- _WORK ORDER_:
Repeat the records word for word.

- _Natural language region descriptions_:
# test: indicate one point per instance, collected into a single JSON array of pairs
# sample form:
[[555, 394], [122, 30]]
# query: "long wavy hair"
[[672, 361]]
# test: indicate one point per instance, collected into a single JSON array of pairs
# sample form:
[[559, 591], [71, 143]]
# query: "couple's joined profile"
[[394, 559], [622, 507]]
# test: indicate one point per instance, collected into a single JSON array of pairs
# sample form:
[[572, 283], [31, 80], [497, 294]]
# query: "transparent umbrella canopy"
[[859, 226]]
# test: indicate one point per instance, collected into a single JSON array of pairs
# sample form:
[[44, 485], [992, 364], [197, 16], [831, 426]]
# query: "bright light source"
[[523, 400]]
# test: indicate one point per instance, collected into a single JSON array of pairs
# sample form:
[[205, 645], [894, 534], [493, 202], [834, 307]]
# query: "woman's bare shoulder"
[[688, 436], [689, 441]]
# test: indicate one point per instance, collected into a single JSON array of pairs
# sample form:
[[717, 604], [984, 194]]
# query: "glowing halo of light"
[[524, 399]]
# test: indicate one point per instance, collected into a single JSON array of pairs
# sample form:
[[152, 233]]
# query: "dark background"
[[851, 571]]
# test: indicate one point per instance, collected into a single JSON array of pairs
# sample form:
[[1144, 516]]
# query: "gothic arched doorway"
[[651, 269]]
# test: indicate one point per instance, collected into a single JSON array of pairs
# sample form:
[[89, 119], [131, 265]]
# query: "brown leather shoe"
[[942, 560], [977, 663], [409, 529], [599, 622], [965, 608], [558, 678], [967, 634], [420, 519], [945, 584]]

- _RESULT_:
# test: indicate one point per instance, collected into a single JSON array of pairs
# sample form:
[[555, 394], [122, 30]]
# query: "long wavy hair"
[[672, 361]]
# test: indicate one point per instance, collected into a single JSON array of pairs
# sample form:
[[559, 591], [71, 143]]
# query: "couple's joined profile"
[[394, 559], [622, 507]]
# test: indicate one point per instance, collected into a single JSON array of pairs
# sample form:
[[572, 283], [31, 80], [497, 294]]
# query: "transparent umbrella canopy"
[[859, 226]]
# test: indicate one point per instance, collected into a single JSON array of pairs
# sample form:
[[44, 485], [992, 364], [197, 16], [831, 426]]
# query: "bright light source"
[[523, 400]]
# test: indicate one point per instance, collected into a single JSON array of pairs
# sample form:
[[205, 645], [894, 534], [493, 202], [834, 307]]
# query: "woman's bare shoulder"
[[688, 436], [689, 441]]
# test: indicate one point per instance, collected into a single JSON array of pairs
# sample form:
[[717, 604], [984, 194]]
# query: "glowing halo of light"
[[524, 399]]
# test: indicate one point per instance, collected into a single JSON array of pairs
# sample form:
[[152, 233]]
# query: "dark background"
[[851, 571]]
# test: indicate one point per instance, collected into a single JSON array of pairs
# sample form:
[[1144, 516]]
# query: "gothic arched doorway"
[[651, 269]]
# test: indicate one point per instance, collected into a single JSON array of pairs
# sample form:
[[89, 119], [131, 265]]
# query: "brown leather shoe"
[[942, 560], [977, 663], [409, 529], [599, 622], [965, 608], [558, 678], [967, 634], [420, 519], [945, 584]]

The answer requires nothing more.